[begin MATERIAL FOR THIS EXERCISE]

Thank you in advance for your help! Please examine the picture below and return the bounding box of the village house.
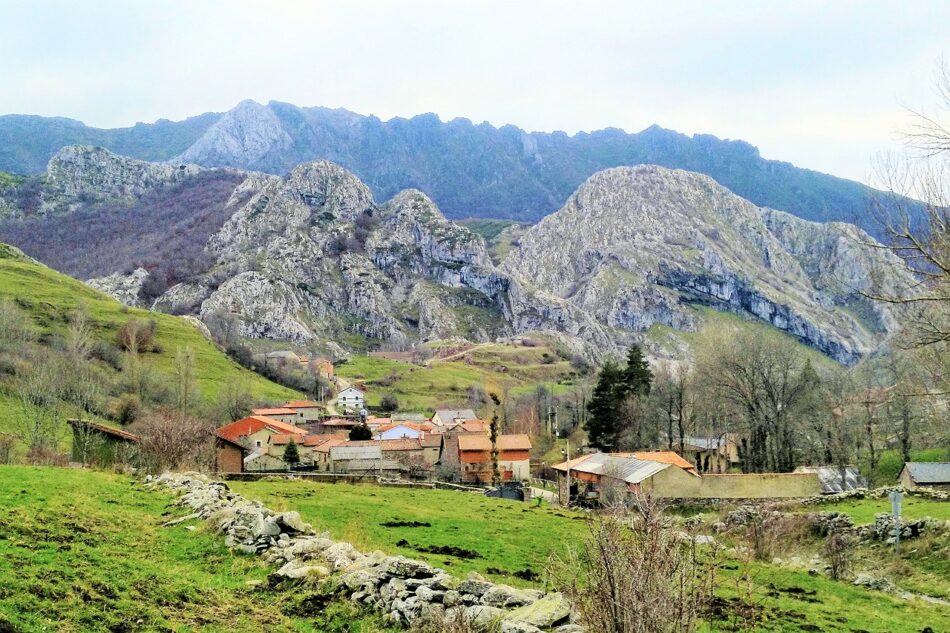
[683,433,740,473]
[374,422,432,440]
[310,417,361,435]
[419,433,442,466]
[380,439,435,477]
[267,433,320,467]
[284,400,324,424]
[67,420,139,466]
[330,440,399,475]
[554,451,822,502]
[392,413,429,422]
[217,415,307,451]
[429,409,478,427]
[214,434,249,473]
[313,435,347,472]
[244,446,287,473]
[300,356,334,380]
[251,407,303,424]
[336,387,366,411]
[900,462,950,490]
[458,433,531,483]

[end MATERIAL FOR THIS EXERCISE]
[begin MATERIAL FOR THIS EXERCISE]

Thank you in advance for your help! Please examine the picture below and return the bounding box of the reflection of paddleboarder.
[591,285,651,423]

[end MATERIAL FOR THIS EXERCISE]

▶ [TASK OBJECTIVE]: Could you copy the lines verbatim, from the line containing "the village house." through the line containing "[554,451,822,502]", both ends included, and leave out the picture?

▶ [RESULT OF THE EXERCISE]:
Thank you in advance for your help! Please examine the picture below and return the bounding box of the village house.
[683,433,740,473]
[374,422,432,440]
[310,417,361,435]
[419,433,442,466]
[380,439,435,477]
[267,433,320,467]
[284,400,324,424]
[67,420,139,466]
[330,440,399,475]
[554,451,822,502]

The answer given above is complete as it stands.